Problem statement
Could you copy, word for word, only the lines from the one containing "the blue sedan" through the last line of the records below, both included?

══ Information provided ══

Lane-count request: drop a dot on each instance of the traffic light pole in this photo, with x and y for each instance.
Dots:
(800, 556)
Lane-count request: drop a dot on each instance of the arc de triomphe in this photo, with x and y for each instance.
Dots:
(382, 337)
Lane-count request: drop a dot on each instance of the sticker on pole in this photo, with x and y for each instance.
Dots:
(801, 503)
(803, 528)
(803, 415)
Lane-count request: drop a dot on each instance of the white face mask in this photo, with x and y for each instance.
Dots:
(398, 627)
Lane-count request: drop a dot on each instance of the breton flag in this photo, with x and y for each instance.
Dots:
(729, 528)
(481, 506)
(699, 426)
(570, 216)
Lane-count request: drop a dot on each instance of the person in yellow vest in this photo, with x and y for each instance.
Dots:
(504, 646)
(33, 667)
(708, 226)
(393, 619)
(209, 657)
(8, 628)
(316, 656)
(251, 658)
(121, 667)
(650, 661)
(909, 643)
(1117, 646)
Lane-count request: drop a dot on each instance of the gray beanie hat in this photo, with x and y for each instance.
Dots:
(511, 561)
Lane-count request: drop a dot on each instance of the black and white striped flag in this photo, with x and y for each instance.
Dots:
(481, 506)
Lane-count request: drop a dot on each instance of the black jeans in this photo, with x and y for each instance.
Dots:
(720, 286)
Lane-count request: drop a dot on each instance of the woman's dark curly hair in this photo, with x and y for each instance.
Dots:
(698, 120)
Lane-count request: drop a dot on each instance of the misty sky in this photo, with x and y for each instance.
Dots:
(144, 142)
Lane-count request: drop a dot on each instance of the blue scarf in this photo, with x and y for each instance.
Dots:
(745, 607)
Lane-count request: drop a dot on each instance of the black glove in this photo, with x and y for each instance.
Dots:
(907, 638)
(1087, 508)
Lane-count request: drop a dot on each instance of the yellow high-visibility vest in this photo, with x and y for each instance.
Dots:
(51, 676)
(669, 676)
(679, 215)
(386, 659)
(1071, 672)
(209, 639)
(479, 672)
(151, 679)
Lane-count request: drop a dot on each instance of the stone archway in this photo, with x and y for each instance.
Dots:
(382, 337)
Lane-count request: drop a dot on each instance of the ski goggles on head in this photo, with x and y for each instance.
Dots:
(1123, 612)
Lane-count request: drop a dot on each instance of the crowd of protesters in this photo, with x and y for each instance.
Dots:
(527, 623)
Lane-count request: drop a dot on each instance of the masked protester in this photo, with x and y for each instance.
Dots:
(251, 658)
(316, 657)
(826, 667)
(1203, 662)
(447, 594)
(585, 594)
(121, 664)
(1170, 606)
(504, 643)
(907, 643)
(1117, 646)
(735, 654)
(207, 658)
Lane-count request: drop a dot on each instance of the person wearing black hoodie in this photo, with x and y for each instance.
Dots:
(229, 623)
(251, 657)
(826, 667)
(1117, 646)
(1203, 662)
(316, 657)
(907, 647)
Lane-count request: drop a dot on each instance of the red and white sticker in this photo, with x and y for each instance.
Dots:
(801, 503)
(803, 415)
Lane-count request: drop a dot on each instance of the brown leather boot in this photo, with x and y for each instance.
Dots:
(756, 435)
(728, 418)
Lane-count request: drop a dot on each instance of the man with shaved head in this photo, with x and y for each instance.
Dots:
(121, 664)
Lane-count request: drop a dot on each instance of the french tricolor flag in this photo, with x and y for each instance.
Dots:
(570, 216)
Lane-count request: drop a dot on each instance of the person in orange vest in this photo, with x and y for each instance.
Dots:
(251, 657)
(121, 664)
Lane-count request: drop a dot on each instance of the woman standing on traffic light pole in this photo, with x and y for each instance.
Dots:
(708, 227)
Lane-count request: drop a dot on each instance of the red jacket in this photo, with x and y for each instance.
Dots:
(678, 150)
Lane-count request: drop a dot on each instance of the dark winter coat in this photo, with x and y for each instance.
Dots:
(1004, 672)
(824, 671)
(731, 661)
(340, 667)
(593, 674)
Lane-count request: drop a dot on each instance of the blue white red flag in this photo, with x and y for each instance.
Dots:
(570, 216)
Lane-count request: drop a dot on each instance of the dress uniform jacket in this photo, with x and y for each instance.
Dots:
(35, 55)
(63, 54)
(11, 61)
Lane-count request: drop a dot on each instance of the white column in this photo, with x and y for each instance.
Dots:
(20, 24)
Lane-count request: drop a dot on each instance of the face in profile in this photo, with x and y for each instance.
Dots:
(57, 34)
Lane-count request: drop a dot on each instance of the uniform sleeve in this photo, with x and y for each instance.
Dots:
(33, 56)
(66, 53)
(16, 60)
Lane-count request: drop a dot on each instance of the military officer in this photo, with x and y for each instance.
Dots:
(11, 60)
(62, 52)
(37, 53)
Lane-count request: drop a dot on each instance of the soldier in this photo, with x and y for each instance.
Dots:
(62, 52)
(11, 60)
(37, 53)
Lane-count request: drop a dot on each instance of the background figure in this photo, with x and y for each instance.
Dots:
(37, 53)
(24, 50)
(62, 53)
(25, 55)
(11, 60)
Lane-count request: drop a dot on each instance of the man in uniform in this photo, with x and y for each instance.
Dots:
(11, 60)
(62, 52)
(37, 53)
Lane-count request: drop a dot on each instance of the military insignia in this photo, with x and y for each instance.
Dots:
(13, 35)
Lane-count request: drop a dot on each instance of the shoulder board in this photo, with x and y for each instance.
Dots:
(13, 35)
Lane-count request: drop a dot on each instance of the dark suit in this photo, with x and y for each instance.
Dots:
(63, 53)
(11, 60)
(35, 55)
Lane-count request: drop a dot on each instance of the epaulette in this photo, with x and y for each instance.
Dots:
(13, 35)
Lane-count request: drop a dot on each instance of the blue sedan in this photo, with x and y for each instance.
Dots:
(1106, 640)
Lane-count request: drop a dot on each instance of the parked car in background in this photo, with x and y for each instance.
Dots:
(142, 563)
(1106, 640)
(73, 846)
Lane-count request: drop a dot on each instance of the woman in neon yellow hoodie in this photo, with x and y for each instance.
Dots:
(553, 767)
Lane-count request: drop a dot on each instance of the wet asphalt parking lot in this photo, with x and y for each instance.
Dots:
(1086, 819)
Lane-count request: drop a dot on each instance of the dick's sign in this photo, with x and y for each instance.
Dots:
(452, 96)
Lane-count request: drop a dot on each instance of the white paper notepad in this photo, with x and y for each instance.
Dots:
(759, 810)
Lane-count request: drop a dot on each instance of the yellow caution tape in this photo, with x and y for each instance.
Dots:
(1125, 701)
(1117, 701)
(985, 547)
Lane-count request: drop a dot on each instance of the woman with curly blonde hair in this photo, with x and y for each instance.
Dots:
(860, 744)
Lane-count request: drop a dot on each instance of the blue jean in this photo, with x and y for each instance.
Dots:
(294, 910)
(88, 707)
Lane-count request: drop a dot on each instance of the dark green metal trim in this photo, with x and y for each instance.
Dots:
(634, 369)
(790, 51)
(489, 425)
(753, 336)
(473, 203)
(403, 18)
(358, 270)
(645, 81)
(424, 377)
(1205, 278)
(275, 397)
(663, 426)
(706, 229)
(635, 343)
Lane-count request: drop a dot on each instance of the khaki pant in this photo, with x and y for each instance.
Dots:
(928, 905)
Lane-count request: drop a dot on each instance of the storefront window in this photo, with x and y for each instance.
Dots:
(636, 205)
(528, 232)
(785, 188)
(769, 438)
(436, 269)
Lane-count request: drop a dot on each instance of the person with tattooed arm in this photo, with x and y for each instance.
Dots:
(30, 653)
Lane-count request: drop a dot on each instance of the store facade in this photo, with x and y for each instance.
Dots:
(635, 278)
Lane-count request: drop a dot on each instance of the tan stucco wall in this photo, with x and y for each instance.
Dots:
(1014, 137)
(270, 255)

═══

Completed exercise
Lane-count request: drop a dot on each instance of the blue sedan in this photo, with x and y for each instance.
Dots:
(1106, 640)
Lane-count request: drop a dot on each instance of the parked car in background in this photo, with x and y for each instance.
Dots:
(142, 563)
(1106, 640)
(73, 846)
Lane-count request: drop a dot on each instance of the woman in neon yellow hoodie in this photo, with x and y for each instance.
Dots:
(553, 767)
Lane-count request: drop a dot on each instance of the wet asphalt parking lot in this photo, with x and y for each instance.
Dots:
(1086, 819)
Lane-count request: drop a dot on each instance of the dick's sign in this photo, with x and y for each instance.
Dots:
(452, 96)
Lane-count request: drop a dot on each instance of the white paper notepad in this photo, with x and y for each instance.
Dots:
(759, 810)
Lane-count request: drop a dot on each instance of the yellow caution tape in this photo, with x and y for each instance.
Dots:
(1125, 701)
(1117, 701)
(985, 547)
Lane-count request: drop a dot on each instance of the woman with curly blonde hair in this photo, with x and y for each instance.
Dots:
(860, 744)
Lane-count request: drop a dot on each instance of the blue jean in this photo, with x and y for each instance.
Dots:
(294, 910)
(88, 707)
Lane-count request: drop a dot on each instance of the dark green metal trim in this photo, with x and y for each instance.
Dots:
(634, 369)
(790, 51)
(489, 425)
(753, 336)
(473, 203)
(403, 18)
(358, 270)
(645, 81)
(424, 377)
(1205, 278)
(275, 397)
(663, 426)
(706, 229)
(635, 343)
Lane-count request: drop a dot on each instance of the khaki pant in this photo, with x and y for each instance.
Dots:
(928, 905)
Lane-count request: drop a dot on each instance of the storefront window in this photo, with x and y for each instance.
Dots:
(636, 205)
(528, 232)
(785, 188)
(769, 438)
(436, 269)
Lane-count request: drop a dot on each instance of the person with tattooed arm in this photo, with x and y for each instance.
Dots:
(30, 653)
Lane-count request: drop a dot on each instance of the store facade in this photo, with x and y for each instance.
Dots:
(635, 278)
Lane-count request: drop a dot on each instance of the tan stucco wall in this photo, with x and y for each instance.
Dots:
(1014, 137)
(270, 255)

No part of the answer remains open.